═════ Отрывок

Хемингуэй называл Поля Сезанна своим учителем, но не пытался разъяснять, чему и как у него учился – это умеют делать только искусствоведы. Очень упрощенно: Сезанн использовал простые, скупые формы, чистые и скупые краски; его черты – правдивость, детализация, простота и ясность, но все это лишь кажущееся, Сезанн не был реалистом, как не был и Хемингуэй. «Живопись Сезанна учила меня тому, что одних настоящих простых фраз мало, чтобы придать рассказу ту объемность и глубину, какой я пытался достичь». За вещами тот и другой пытались передать «душу вещей», настроение – и тем были близки импрессионизму, только более сухому и мужественному.
У Сезанна в пейзажах, как он сам говорил, «планы как будто налезают один на другой, а отвесные линии словно падают» – динамизм, движение, гармония зыбка, перспективы чуть-чуть искажены, и это создает ощущение тревоги. Наиболее понятный пример – «Дом повешенного в Овере»: уютная, залитая солнечным светом окраина маленького городка, но стоит приглядеться и замечаешь: дома как-то странно сдвинуты, искривлены стены, крыши, заборы, дорога, дом неловко прилеплен к откосу, его крыша вывернута вопреки законам перспективы, и ощущаются тоска и страх. Это тот же принцип айсберга: ведь на картине нет ни веревки, ни трупа… А. Эфрос о Хемингуэе: «В его простую и как будто бы сверххолодную фразу входит тайна, это тревожное предчувствие того, чего, может быть, и не будет, но что, скорее всего, все-таки произойдет. <…> Или в разгар напряженного размышления, внезапно, Хемингуэй включает в рассказ, что герой вдруг видит цаплю, и что цапля потом улетела, и какой был песок, и т. д. и т. п. <…> Такая странная, завораживающая зрительная и слуховая скрупулезность, которая сама по себе уже почему-то тревожит… Ведь неспроста все это, а отчего-то или в преддверии чего-то».

══════════
═════ Исходные данные

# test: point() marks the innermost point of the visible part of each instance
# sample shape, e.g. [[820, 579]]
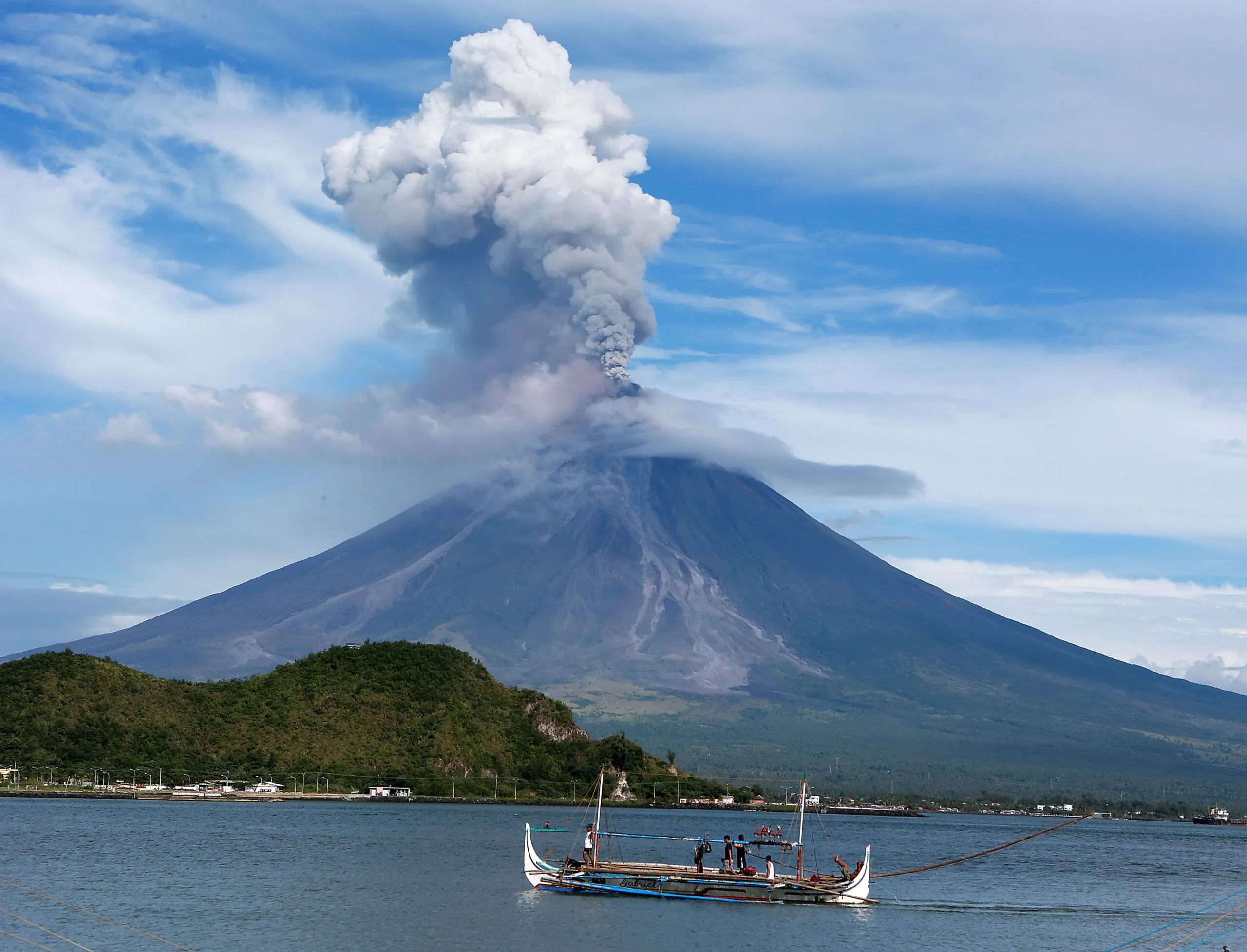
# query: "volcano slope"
[[704, 612]]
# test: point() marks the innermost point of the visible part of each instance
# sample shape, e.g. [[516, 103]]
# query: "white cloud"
[[84, 298], [129, 429], [1157, 622], [1093, 440]]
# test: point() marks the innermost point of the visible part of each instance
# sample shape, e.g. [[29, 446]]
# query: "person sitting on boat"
[[586, 855], [701, 853]]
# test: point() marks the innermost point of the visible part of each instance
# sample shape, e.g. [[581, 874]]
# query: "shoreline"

══════════

*Короткое задание:* Подхватите текст о Хемингуэе и Сезанне и продолжите его после последнего предложения.

*Ответ на задание:*
* * *
Хемингуэй наконец-то «расписался», работа шла, дела «Трансатлантик» теперь мешали ему – а ими как назло пришлось заниматься больше обычного: Форд отправился в Америку искать спонсоров, а его оставил заместителем. «Я дал ему строгие инструкции, кого не печатать, а главное – кого не сокращать, – вспоминал Форд. – Последний смертельный враг, которого он мне нажил, умер вчера. Хемингуэй сократил его статью и все вообще статьи моих самых лелеемых и самых страшных для меня авторов. Зато он напечатал всех своих диких друзей». «Дикие друзья», чьи работы вошли в августовский номер, – это Дос Пассос, Гай Хикок, начинающий еврейский писатель Натан Аш (Хемингуэя считают антисемитом, но на Аша, во всяком случае, это не распространялось). 25 июня, подготовив к печати «диких друзей», он уехал на памплонскую фиесту с женой, оставив Бамби на попечение мадам Рорбах. Опять собралась компания: чета Бердов, Макэлмон, как обычно плативший за всех, Дос Пассос, Дональд Стюарт, Дорман-Смит, литератор Джордж О’Нил; они жалели лошадей, но смотрели, знакомились с матадорами, увлекся и Дорман-Смит, который сперва испытывал к корриде отвращение. В Испании был снят прекрасный фильм о том, как на корриду ходила Елена Образцова, которой это было нужно для понимания роли Кармен – смешанные чувства испытывала великая певица: и прекрасно, и гадко, все вперемешку.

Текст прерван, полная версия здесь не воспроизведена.